*** Text under study ***

> ## Documentation Index
> Fetch the complete documentation index at: https://docs.armature.tech/llms.txt
> Use this file to discover all available pages before exploring further.

# Connect and configure an MCP server in Armature

> Register an MCP server with Armature by providing its URL and auth credentials. Armature probes it live and discovers all available tools automatically.

Before Armature can test your MCP tools, it needs to know where your server lives and how to authenticate with it. The connection flow takes under a minute: you fill in your server's URL and auth details, and Armature immediately probes the server live — calling MCP `initialize` and `tools/list` — to confirm connectivity and build your tool catalog. From that point on, your server appears on the MCP Servers page and is ready for monitors, workflow coverage, and agent-driven repair.

## Connect a server

<Steps>
  <Step title="Open the connection modal">
    On the **MCP Servers** page, click **New server**. The "Connect new MCP server" modal opens. If your organization is on a free plan, you will be prompted to upgrade before continuing.
  </Step>

  <Step title="Enter a server name and endpoint URL">
    Give the server a descriptive name (for example, `Acme Payments MCP`) — this label appears throughout the Armature UI. In the **Endpoint URL** field, enter the full `https://` URL of your MCP server's HTTP endpoint.

*** Record extracts ***

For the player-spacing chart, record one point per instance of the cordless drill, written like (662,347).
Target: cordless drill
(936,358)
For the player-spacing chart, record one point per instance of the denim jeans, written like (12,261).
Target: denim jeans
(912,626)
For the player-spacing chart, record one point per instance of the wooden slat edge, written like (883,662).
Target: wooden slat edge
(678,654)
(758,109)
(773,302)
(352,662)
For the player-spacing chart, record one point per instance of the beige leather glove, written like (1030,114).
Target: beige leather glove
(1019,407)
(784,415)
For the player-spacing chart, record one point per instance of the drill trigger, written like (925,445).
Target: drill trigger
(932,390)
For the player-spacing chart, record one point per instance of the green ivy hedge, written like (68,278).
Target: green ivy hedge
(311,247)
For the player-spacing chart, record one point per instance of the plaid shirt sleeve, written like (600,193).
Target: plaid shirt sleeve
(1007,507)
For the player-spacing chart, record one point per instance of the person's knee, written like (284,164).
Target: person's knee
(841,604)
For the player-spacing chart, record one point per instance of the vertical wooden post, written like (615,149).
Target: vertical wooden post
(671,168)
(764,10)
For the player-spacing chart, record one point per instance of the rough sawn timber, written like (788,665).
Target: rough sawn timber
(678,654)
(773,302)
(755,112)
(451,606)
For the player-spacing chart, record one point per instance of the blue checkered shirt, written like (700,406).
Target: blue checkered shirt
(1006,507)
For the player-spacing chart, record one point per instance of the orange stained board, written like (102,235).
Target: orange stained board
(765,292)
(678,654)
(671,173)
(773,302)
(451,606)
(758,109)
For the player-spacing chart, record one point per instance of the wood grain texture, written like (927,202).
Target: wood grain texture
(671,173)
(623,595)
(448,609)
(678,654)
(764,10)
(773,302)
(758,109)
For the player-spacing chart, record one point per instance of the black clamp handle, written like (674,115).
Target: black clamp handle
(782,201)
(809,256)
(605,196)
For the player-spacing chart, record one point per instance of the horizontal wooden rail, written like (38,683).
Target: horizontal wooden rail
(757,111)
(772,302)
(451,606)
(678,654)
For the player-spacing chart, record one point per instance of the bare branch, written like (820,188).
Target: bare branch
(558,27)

***

About this exercise -> In the page on connecting an MCP server, copy out everything from "# Connect and" down to "available tools automatically.", substituting "secrets" for "credentials". The entries play no part in what you are asked to do.

Problem solution ->
# Connect and configure an MCP server in Armature

> Register an MCP server with Armature by providing its URL and auth secrets. Armature probes it live and discovers all available tools automatically.